### EXERCISE OBJECTIVE:
Please gather each line from the rows below that contains the string "helmet". The match is case-sensitive.

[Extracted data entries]
----

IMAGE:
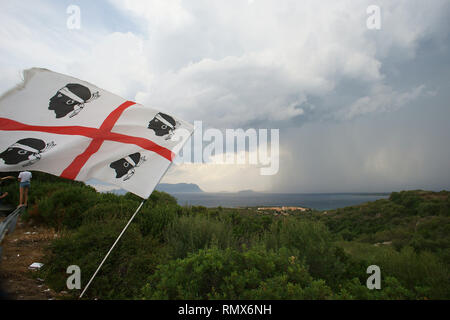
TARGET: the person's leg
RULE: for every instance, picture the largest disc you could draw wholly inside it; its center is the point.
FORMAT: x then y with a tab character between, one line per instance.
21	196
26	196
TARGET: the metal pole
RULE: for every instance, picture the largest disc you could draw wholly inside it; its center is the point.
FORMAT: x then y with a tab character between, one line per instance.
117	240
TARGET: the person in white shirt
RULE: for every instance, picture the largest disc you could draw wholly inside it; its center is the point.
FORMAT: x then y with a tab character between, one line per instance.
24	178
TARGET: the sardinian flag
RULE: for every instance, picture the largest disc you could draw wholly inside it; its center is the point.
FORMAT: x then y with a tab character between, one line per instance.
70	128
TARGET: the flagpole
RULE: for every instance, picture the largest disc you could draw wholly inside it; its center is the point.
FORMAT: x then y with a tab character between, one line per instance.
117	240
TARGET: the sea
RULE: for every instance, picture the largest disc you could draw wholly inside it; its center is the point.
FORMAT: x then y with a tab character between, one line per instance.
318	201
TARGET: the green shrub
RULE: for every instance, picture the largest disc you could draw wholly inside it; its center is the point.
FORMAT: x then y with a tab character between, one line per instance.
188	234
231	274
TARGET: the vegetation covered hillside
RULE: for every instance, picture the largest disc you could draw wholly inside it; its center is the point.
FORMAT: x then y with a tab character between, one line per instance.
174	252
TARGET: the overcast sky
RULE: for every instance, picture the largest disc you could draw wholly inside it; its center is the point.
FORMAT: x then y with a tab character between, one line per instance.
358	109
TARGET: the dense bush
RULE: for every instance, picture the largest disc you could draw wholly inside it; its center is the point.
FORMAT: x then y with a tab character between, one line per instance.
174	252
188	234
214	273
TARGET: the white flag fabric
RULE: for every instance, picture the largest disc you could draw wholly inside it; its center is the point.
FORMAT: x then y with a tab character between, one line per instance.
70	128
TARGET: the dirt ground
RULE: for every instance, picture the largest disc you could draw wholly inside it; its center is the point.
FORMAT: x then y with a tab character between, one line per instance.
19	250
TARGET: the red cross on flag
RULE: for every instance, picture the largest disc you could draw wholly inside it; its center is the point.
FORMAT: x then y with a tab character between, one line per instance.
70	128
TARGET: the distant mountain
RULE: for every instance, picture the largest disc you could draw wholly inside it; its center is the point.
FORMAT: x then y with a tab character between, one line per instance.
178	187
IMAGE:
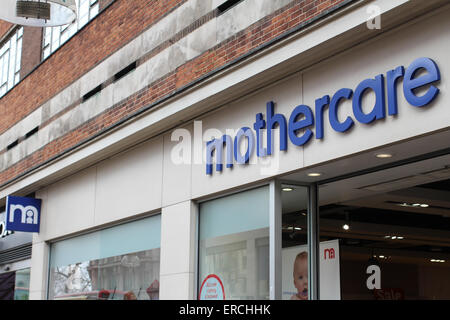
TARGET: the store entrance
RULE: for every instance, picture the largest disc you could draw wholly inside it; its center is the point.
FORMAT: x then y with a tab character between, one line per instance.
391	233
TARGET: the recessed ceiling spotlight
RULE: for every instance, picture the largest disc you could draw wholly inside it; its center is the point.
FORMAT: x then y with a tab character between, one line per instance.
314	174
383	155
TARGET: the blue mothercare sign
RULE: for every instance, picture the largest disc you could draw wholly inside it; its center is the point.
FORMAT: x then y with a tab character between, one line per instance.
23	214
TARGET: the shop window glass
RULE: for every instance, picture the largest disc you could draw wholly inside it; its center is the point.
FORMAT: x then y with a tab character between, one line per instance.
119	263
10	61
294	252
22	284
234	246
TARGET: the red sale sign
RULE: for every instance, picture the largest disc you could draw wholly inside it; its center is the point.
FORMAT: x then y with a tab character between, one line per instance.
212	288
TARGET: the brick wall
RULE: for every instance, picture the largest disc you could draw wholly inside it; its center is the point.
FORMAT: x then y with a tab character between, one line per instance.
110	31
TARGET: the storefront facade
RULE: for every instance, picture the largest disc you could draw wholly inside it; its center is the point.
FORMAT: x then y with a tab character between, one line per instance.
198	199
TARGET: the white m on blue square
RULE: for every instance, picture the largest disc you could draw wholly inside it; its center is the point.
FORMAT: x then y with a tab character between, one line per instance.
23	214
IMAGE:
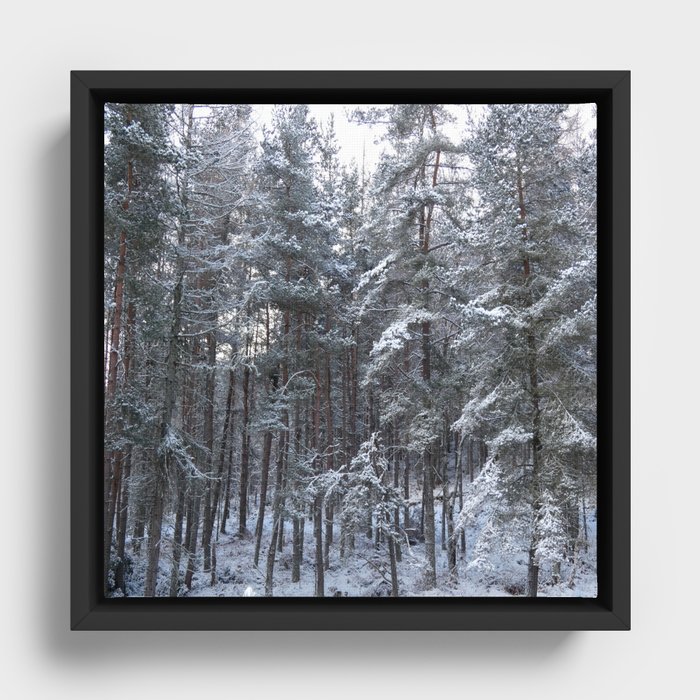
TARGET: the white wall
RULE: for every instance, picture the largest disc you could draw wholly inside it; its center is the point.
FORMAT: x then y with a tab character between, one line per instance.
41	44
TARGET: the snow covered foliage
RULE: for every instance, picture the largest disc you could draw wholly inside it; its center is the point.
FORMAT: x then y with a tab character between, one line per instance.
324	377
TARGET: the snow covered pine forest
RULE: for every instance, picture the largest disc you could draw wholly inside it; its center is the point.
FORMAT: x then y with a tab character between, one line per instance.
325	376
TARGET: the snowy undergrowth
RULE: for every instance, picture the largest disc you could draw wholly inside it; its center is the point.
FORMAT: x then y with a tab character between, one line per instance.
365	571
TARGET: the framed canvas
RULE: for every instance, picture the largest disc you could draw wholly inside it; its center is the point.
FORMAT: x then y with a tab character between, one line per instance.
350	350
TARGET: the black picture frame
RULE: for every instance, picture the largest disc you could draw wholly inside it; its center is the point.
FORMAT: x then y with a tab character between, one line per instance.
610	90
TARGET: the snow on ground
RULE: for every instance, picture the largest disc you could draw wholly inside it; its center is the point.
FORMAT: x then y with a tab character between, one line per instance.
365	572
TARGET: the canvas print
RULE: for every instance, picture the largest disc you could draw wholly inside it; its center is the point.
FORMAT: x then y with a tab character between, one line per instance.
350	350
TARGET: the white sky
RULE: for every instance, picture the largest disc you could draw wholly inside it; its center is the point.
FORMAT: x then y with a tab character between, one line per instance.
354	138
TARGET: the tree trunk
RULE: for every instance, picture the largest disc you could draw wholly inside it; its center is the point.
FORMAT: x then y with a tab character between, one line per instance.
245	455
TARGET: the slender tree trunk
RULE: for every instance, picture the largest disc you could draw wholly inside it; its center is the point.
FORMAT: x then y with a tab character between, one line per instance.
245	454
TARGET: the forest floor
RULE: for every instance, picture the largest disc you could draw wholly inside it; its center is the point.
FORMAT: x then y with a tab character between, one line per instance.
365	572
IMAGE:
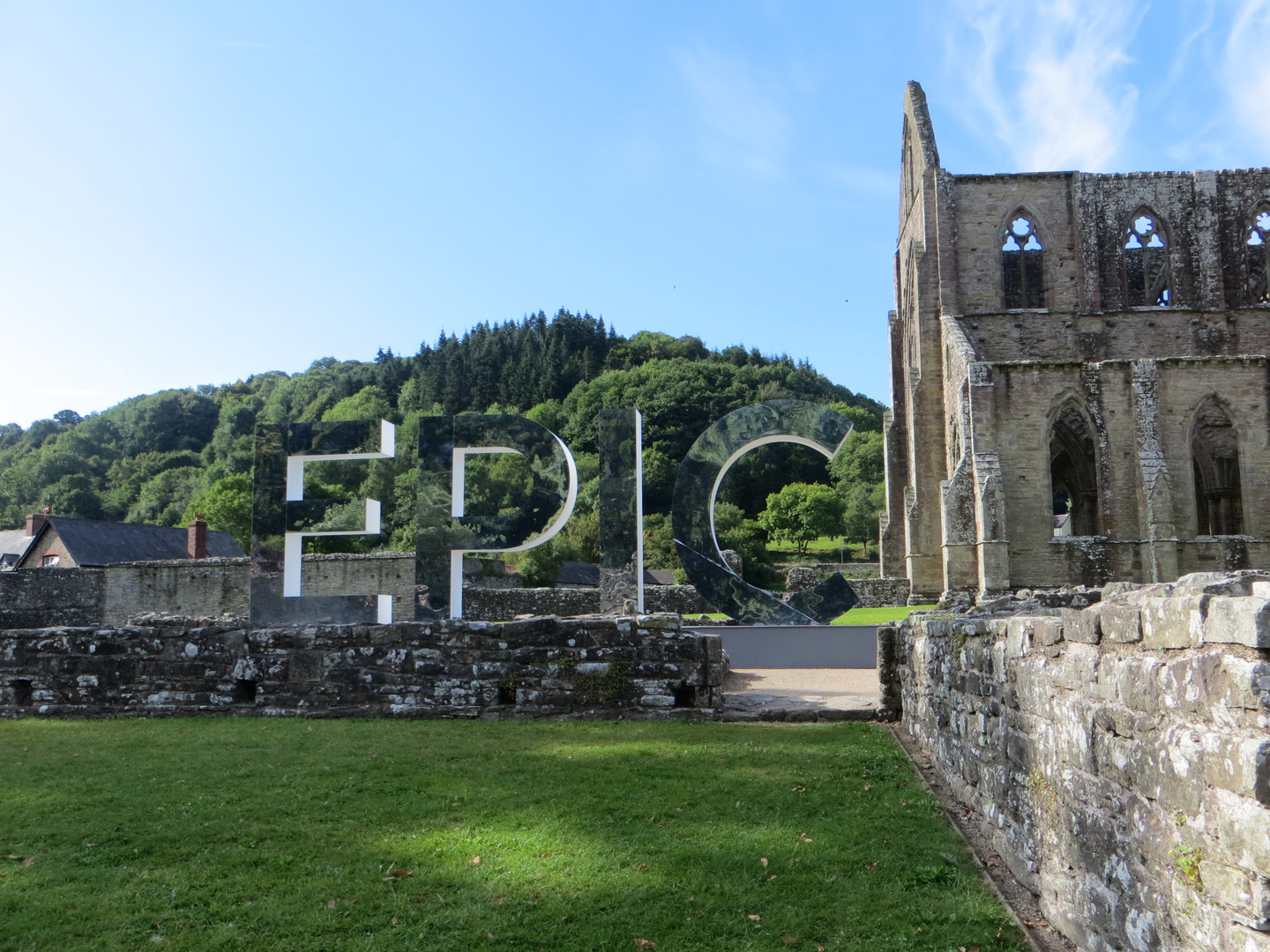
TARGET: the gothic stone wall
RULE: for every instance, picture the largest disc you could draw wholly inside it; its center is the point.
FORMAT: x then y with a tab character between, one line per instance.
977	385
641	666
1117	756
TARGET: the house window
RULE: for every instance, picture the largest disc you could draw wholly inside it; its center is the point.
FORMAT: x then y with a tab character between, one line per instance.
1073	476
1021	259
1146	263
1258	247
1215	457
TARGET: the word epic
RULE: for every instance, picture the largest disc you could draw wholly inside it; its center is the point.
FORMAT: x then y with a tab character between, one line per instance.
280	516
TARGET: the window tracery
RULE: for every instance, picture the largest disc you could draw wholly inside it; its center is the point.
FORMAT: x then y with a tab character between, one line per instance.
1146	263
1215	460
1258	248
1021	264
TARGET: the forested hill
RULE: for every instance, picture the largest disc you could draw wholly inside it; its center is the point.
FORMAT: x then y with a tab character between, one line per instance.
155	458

----

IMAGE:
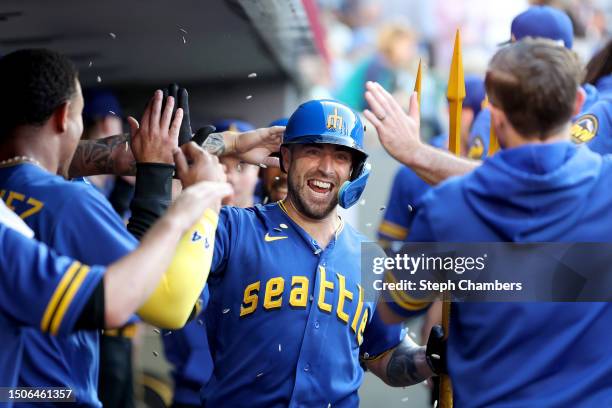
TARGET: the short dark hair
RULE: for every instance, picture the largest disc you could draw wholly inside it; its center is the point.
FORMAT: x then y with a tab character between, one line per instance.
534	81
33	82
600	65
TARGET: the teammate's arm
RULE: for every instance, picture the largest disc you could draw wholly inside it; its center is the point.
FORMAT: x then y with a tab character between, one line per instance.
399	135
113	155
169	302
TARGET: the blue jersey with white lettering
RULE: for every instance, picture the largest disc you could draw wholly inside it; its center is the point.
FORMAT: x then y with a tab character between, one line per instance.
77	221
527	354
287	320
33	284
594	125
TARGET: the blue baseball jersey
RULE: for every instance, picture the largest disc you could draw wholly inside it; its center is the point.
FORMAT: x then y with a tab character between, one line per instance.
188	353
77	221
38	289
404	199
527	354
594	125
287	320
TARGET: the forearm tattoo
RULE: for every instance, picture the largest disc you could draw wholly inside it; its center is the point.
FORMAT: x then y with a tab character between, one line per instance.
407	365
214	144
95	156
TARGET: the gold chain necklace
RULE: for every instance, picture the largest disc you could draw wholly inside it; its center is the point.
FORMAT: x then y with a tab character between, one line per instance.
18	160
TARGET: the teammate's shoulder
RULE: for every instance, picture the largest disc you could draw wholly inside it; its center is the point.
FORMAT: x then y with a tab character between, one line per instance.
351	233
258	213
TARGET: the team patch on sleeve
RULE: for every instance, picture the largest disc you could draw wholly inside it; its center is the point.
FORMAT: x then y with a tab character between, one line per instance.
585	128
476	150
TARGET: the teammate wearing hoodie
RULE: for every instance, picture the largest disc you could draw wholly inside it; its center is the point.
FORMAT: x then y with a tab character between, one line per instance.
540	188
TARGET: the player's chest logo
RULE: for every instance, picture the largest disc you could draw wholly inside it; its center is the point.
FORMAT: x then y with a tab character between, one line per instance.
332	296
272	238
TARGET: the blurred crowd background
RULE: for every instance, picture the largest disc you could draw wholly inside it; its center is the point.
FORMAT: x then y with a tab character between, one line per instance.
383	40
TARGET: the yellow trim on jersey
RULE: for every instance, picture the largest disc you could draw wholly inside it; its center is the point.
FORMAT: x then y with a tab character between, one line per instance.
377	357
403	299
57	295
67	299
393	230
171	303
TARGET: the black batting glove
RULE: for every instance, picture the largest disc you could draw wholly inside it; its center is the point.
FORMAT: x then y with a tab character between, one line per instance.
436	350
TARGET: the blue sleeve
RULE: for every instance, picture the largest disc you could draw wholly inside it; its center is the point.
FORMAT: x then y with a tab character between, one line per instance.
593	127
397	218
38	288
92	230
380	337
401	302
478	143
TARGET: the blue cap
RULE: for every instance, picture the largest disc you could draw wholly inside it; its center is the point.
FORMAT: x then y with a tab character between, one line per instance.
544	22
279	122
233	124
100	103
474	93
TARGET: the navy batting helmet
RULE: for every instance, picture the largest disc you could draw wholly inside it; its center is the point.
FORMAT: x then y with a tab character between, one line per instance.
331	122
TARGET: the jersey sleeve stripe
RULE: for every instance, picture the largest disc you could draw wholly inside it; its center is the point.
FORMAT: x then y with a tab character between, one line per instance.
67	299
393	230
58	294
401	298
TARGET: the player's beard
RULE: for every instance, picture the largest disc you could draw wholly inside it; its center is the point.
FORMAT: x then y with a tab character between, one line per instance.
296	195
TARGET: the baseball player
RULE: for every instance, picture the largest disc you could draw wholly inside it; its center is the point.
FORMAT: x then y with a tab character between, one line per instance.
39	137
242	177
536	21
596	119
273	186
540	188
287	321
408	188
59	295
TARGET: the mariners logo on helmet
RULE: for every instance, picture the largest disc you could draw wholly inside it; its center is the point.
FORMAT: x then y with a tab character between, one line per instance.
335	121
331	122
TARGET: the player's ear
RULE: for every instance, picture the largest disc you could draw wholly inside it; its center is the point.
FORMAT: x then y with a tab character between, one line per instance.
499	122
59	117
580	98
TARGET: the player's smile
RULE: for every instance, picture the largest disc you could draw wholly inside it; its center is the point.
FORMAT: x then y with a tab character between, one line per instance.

----

### IN RESPONSE:
TARGET: the navy batting helmet
TARGET: the mariners logo on helmet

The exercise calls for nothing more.